> Task to carry out
Every line of the data that contains the string "below" must be copied.

--*--

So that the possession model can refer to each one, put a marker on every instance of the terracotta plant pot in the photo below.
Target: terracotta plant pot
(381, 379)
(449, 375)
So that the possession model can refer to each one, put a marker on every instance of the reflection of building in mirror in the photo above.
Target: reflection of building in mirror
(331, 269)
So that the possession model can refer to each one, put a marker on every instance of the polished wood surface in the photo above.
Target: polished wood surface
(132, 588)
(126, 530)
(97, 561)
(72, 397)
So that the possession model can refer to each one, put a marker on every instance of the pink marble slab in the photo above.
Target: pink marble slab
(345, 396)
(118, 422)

--*--

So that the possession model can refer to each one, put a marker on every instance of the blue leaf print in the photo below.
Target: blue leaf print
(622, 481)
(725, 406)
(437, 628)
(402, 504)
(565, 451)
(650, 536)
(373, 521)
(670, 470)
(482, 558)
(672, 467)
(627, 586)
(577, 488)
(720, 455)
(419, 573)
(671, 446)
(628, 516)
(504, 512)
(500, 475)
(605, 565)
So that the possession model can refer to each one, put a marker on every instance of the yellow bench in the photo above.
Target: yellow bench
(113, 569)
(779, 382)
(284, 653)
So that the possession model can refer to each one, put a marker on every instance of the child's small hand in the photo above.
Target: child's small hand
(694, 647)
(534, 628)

--*--

> Task response
So that the possession model can refer to each one, put a marker on every instance of the terracotta plant pot in the photo below.
So that the possession model can refer to each one, put a marker on every instance of the blue leaf print in the photo below.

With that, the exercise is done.